Rows from a pointing dataset:
-*-

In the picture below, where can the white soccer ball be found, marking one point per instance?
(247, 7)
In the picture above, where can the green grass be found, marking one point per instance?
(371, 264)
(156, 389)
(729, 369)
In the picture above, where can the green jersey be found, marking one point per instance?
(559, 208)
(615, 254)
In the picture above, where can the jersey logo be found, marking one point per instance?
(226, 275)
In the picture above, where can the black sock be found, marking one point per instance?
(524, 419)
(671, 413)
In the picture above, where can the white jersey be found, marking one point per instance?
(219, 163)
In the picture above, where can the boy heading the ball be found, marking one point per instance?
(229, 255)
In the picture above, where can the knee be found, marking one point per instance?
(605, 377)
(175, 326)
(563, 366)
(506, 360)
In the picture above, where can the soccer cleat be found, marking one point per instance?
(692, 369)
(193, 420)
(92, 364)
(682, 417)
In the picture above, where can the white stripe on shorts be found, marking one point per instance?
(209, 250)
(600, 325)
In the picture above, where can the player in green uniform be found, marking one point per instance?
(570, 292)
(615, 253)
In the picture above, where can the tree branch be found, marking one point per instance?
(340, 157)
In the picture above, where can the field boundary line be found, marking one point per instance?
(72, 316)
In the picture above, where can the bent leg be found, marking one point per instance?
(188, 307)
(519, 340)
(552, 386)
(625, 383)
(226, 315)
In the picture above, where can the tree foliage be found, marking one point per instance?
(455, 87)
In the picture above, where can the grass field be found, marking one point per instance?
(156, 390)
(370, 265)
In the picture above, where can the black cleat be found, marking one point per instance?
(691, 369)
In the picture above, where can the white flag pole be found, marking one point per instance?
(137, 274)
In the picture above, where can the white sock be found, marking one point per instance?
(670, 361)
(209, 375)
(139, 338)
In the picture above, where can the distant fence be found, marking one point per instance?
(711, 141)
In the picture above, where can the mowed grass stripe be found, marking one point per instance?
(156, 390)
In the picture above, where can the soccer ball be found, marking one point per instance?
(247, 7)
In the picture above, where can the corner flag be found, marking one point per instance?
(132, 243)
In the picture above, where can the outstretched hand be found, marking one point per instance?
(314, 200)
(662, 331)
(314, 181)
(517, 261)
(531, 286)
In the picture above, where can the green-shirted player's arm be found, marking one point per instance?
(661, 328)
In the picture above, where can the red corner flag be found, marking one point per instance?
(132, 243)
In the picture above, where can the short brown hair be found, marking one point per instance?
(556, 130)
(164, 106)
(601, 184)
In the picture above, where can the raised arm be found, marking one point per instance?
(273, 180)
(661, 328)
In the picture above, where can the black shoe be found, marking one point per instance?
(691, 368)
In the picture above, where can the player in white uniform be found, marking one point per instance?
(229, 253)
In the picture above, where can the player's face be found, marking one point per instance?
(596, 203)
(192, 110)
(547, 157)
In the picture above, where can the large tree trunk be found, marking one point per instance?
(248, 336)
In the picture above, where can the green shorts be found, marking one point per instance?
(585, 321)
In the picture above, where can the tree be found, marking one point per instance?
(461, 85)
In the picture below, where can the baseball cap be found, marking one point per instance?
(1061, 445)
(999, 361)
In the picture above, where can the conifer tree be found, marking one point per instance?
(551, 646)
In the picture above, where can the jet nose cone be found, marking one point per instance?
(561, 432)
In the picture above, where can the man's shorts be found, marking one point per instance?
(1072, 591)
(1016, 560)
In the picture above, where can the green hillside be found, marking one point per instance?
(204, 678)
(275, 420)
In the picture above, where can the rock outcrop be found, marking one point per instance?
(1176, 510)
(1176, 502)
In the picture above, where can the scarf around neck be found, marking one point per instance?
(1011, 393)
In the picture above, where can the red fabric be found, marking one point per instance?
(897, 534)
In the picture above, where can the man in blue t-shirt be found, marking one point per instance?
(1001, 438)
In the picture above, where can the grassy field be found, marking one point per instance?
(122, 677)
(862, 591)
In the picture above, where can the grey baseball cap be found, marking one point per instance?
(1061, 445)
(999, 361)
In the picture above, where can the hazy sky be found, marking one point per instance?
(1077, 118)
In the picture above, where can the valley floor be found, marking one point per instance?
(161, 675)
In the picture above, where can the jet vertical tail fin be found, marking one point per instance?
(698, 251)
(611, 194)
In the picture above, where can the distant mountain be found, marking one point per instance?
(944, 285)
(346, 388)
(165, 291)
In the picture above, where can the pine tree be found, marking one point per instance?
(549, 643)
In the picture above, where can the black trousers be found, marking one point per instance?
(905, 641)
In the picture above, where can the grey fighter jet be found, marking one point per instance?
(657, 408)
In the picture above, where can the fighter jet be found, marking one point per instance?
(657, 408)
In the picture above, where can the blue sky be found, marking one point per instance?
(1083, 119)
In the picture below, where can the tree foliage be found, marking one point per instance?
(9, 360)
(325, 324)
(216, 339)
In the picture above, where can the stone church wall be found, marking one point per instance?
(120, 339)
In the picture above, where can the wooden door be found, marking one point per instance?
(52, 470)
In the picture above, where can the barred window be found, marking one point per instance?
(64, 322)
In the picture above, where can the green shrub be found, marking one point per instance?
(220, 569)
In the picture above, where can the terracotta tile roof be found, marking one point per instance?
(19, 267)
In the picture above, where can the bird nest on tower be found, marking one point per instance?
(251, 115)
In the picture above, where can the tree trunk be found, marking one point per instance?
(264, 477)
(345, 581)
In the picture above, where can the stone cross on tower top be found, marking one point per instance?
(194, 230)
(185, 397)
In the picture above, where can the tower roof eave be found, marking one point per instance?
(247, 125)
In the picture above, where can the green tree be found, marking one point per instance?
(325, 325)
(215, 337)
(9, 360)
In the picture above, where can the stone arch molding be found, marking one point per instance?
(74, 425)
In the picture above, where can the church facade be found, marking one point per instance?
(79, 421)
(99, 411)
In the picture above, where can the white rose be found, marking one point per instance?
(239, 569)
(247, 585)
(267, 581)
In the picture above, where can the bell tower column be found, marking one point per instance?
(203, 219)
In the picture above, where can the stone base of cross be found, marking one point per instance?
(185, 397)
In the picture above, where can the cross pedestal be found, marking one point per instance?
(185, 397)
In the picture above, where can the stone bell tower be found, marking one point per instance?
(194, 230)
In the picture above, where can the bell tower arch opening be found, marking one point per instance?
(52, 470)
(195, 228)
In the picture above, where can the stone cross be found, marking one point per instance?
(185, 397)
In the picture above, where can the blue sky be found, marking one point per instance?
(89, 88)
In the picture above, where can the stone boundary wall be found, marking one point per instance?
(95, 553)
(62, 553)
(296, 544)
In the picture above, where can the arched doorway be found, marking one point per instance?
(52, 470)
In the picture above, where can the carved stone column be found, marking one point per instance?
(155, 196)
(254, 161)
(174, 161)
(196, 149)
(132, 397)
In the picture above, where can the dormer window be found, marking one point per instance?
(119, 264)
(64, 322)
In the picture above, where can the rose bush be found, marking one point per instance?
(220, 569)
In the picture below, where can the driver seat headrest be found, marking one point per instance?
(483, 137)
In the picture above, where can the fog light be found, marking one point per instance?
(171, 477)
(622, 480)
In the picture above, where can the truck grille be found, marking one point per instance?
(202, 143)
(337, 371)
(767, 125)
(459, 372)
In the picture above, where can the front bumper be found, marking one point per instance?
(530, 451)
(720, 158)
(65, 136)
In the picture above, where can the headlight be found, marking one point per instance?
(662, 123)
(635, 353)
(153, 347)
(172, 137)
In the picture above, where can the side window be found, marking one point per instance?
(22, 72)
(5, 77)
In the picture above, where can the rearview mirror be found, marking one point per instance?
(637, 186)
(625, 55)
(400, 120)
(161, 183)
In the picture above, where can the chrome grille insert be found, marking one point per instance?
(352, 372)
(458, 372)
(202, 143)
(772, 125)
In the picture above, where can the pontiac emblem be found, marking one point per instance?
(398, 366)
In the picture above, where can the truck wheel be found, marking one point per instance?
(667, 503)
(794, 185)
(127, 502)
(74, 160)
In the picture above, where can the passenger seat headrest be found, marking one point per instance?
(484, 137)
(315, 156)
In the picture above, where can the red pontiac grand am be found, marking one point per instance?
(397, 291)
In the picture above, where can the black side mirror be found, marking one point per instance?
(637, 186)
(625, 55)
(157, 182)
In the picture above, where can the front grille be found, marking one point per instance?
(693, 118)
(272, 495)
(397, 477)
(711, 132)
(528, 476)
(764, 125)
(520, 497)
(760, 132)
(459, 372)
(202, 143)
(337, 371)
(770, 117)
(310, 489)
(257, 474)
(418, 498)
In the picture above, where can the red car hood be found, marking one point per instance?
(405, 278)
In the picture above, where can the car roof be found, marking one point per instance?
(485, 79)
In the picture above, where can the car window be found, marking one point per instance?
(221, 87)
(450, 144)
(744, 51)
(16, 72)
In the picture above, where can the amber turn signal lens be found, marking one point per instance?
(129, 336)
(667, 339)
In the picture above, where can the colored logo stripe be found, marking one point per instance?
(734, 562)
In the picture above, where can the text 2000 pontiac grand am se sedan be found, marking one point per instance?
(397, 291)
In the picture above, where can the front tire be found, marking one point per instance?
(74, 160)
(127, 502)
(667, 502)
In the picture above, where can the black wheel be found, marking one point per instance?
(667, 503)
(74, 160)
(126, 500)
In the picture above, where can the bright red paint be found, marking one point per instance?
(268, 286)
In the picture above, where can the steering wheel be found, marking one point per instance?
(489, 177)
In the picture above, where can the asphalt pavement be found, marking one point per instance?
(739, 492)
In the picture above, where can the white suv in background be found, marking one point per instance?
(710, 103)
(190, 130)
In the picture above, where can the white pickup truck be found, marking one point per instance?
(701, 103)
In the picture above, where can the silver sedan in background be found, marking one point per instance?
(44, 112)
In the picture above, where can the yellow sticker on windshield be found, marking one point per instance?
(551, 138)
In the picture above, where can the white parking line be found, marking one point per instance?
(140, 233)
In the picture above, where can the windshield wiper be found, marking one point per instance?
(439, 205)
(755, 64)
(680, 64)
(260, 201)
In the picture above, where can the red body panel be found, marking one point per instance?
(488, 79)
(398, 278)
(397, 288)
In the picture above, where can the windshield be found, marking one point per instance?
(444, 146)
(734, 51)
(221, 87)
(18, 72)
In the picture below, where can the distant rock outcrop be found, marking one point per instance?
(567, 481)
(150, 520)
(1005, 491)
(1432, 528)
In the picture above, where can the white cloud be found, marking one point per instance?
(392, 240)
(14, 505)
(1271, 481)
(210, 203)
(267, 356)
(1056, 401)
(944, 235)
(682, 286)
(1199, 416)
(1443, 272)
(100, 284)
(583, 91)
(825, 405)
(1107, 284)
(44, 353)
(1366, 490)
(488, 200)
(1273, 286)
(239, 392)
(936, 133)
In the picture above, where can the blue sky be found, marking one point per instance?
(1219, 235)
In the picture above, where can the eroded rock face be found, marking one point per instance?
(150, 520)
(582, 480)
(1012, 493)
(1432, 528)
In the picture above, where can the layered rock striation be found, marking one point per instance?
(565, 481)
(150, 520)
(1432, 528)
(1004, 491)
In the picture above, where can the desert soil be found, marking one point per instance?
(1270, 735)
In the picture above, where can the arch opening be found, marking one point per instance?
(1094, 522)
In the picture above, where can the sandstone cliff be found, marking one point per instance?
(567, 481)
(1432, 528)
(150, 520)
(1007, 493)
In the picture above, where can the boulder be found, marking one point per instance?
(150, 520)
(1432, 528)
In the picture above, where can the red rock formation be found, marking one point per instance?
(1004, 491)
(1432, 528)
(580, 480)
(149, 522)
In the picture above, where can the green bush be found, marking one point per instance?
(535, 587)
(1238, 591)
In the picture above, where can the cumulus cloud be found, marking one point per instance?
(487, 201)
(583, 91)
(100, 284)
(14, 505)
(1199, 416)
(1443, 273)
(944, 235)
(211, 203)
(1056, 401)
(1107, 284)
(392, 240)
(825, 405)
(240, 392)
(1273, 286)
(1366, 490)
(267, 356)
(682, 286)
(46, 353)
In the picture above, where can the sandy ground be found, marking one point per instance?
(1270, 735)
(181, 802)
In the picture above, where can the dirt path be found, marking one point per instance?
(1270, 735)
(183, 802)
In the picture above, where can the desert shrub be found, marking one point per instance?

-*-

The lines to quote run from the one containing "In the picture above, where can the desert soil" through the final line of the material above; please give them exactly, both ends included, and nothing else.

### RESULT FOR THIS TASK
In the picture above, where can the desert soil be found, marking one point per instance?
(1270, 735)
In the picture above, where can the arch opening be found, marking one point per instance?
(1094, 522)
In the picture above, where can the sandstone cliff be found, marking one point per instance?
(567, 481)
(1432, 528)
(150, 520)
(1007, 493)
In the picture above, where can the boulder be found, marking one point per instance?
(150, 520)
(1432, 528)
In the picture above, where can the red rock formation be found, marking one point per instance?
(1004, 491)
(1432, 528)
(580, 480)
(149, 522)
In the picture above, where can the green bush be found, marking one point per instance?
(535, 587)
(1238, 591)
In the picture above, where can the cumulus cloud be found, marking one point per instance?
(487, 201)
(583, 91)
(100, 284)
(14, 505)
(1199, 416)
(1443, 273)
(944, 235)
(211, 203)
(1056, 401)
(1107, 284)
(392, 240)
(825, 405)
(240, 392)
(1273, 286)
(1366, 490)
(267, 356)
(682, 286)
(46, 353)
In the picture above, where can the sandy ground be found, marking one point per instance?
(1270, 735)
(181, 802)
In the picture above, where can the dirt path be found, marking one point per instance?
(1270, 735)
(183, 802)
In the picture above, where can the desert shrub be found, marking one point per instance?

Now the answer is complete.